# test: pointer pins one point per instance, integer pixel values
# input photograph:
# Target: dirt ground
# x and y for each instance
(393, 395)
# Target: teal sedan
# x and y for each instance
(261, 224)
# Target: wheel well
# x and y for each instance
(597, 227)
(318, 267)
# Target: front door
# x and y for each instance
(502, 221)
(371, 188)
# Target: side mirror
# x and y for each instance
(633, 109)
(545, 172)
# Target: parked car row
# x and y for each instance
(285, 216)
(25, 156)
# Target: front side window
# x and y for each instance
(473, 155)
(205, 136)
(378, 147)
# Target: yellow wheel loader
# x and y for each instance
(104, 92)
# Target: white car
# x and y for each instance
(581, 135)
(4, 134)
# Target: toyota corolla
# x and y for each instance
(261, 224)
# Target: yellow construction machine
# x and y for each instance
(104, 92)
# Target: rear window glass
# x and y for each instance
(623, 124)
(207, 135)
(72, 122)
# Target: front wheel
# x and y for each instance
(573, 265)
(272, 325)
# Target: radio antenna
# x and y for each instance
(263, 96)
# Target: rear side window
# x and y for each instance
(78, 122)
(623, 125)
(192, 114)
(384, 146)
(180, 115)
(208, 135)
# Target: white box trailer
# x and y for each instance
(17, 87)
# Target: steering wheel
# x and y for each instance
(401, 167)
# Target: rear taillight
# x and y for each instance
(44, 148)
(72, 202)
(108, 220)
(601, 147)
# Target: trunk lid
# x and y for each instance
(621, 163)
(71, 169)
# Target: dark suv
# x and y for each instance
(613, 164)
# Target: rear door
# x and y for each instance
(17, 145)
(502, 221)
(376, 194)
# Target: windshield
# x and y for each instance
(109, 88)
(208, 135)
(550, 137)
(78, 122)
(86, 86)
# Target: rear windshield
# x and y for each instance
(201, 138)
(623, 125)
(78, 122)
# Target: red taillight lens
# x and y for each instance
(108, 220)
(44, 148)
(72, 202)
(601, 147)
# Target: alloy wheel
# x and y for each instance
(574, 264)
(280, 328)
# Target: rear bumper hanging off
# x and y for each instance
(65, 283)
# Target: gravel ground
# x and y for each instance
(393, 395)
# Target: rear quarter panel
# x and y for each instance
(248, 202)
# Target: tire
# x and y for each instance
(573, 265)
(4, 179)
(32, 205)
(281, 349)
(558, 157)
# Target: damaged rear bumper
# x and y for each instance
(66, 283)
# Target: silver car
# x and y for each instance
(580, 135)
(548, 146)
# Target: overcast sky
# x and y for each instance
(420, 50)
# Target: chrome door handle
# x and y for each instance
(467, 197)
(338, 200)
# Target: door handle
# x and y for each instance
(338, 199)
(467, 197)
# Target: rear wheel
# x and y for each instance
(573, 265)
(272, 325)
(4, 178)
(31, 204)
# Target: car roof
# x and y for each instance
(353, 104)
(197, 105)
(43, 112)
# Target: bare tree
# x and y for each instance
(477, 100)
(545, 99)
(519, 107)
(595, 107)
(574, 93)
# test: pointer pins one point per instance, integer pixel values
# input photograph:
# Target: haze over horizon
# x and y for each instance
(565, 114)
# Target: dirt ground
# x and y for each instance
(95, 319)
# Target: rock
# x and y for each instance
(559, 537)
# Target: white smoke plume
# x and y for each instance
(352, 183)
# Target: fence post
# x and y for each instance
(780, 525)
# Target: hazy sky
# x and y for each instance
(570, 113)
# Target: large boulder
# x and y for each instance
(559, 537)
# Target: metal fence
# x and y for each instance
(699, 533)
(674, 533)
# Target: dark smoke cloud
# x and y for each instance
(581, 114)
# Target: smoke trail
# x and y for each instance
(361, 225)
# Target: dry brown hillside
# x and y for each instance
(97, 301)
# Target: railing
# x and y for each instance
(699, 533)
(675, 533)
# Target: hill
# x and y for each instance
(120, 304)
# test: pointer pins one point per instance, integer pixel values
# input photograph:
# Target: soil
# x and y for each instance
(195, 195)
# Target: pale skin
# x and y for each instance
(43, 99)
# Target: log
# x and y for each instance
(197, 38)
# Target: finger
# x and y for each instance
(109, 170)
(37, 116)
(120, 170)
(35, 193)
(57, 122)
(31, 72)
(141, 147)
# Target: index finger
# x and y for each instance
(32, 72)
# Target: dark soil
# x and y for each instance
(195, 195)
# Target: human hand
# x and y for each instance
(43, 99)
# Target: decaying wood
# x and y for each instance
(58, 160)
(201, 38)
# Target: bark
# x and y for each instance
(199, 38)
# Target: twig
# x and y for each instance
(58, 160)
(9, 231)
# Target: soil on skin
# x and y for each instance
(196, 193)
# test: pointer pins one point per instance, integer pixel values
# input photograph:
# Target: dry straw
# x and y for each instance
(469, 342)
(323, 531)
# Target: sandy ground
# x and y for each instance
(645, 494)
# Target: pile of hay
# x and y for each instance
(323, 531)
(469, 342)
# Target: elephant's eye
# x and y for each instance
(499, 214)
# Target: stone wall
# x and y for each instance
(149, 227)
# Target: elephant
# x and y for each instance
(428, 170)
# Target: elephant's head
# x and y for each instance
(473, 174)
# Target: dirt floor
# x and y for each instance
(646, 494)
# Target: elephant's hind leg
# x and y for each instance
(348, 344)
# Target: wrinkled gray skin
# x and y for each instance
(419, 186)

About this task: Which of the lines in the material carry the string "skin"? Pull them out.

Solved problem:
# Target: pale skin
# Target: soil on skin
# Target: wrinkled gray skin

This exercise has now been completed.